*** Opening Records shown ***
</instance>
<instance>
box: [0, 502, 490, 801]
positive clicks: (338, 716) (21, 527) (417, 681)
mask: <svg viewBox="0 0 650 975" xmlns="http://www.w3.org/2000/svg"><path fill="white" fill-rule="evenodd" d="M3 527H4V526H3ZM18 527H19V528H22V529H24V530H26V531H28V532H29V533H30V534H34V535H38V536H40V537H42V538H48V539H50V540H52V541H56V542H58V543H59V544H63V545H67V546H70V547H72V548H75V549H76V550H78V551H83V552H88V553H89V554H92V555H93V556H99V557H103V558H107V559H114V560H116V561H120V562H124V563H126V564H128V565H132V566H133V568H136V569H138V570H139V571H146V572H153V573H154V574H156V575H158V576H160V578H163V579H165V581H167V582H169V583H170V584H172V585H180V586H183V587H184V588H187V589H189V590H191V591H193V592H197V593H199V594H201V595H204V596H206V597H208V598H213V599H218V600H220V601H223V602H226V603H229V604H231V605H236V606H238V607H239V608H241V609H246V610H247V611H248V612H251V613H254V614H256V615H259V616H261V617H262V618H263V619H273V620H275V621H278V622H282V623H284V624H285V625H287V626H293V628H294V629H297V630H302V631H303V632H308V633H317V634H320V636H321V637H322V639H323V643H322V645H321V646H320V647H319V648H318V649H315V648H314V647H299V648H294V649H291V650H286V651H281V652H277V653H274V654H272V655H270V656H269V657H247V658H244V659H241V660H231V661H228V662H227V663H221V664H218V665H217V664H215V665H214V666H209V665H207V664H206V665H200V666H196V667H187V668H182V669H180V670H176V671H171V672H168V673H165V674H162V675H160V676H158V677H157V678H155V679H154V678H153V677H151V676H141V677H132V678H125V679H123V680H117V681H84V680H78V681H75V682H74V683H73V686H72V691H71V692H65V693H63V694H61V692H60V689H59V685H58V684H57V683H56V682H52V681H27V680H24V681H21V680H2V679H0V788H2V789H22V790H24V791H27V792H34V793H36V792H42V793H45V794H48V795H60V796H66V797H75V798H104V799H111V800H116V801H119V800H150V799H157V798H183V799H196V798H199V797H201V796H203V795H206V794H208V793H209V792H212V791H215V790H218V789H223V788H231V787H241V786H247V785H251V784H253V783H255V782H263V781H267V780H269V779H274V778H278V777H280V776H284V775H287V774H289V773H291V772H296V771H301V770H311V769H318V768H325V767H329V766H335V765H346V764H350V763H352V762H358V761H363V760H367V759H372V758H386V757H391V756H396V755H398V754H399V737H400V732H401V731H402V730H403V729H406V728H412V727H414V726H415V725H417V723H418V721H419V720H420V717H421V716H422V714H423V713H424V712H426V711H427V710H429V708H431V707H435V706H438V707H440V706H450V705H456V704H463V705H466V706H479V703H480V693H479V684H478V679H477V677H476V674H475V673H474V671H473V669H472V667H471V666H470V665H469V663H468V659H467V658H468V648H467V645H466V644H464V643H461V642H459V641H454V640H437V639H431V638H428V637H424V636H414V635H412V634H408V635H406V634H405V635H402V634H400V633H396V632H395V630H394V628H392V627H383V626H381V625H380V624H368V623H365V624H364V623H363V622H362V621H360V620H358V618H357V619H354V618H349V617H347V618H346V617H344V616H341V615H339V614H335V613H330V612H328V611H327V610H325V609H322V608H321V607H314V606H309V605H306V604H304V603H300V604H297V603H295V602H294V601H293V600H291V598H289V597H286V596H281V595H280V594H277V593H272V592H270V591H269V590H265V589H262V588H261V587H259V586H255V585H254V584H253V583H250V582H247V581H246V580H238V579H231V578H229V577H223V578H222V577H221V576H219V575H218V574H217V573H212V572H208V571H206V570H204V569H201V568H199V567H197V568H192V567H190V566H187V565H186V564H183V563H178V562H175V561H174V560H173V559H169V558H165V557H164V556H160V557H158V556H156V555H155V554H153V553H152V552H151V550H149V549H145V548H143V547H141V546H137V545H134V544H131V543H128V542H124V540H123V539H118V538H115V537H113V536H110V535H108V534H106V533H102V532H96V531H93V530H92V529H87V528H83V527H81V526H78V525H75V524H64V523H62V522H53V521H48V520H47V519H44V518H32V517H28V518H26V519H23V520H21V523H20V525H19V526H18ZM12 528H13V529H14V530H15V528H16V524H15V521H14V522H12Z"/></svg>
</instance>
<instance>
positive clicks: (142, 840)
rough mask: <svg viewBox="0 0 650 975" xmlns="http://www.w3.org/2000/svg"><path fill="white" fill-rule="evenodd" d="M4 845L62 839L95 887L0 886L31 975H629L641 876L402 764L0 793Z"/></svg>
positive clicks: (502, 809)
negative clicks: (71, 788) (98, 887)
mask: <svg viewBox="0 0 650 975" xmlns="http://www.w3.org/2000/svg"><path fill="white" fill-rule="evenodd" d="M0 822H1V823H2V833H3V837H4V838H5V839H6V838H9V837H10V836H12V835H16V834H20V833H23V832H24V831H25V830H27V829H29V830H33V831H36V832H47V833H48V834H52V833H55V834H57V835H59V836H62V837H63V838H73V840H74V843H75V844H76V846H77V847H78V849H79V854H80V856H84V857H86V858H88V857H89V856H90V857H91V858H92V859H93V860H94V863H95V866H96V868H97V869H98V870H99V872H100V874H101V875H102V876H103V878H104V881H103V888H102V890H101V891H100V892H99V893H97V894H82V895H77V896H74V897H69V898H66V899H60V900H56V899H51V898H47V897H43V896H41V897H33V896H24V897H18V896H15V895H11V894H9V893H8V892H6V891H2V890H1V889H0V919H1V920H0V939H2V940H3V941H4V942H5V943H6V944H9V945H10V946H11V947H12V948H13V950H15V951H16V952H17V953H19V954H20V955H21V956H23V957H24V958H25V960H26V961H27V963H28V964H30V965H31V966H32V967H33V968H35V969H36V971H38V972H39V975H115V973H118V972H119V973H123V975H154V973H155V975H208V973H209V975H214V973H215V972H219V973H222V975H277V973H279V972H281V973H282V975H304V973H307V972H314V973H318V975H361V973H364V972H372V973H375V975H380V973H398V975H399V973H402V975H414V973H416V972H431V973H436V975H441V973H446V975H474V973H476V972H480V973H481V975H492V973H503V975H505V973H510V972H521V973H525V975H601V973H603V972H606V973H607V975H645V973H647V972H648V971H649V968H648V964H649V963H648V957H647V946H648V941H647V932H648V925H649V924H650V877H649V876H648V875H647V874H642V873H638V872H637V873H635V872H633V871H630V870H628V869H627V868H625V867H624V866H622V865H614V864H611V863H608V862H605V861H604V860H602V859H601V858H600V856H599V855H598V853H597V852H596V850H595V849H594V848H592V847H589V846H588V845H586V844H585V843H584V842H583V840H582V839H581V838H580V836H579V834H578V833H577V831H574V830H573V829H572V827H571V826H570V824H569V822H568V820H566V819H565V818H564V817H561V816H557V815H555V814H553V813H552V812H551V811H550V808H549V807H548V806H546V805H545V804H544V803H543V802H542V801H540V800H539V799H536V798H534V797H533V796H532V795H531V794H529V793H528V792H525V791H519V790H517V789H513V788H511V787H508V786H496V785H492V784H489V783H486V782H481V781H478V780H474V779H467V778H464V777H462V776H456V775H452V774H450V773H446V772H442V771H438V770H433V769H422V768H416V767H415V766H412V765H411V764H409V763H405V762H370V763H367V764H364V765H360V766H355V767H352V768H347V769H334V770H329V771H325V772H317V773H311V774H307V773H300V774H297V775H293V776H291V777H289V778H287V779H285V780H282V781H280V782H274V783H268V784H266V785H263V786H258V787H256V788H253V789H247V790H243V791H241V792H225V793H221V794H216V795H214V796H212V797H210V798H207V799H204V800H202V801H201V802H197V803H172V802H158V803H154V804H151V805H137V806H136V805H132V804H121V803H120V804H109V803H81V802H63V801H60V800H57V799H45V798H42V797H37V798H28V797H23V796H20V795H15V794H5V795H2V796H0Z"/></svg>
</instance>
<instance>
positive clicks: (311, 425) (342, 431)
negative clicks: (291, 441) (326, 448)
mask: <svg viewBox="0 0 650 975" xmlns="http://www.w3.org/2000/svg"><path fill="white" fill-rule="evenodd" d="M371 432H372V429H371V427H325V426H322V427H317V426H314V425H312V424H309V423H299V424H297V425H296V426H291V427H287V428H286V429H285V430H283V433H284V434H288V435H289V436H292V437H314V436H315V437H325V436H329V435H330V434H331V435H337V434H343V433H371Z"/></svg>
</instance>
*** Closing Records shown ***
● **Assigned task**
All lines above from the one holding "rough mask: <svg" to the one holding "positive clicks: (502, 809)", inclusive, are to be copied exactly; no other line is wanted.

● **Response area**
rough mask: <svg viewBox="0 0 650 975" xmlns="http://www.w3.org/2000/svg"><path fill="white" fill-rule="evenodd" d="M4 845L62 839L95 887L0 886L31 975H629L641 876L402 764L0 793Z"/></svg>
positive clicks: (502, 809)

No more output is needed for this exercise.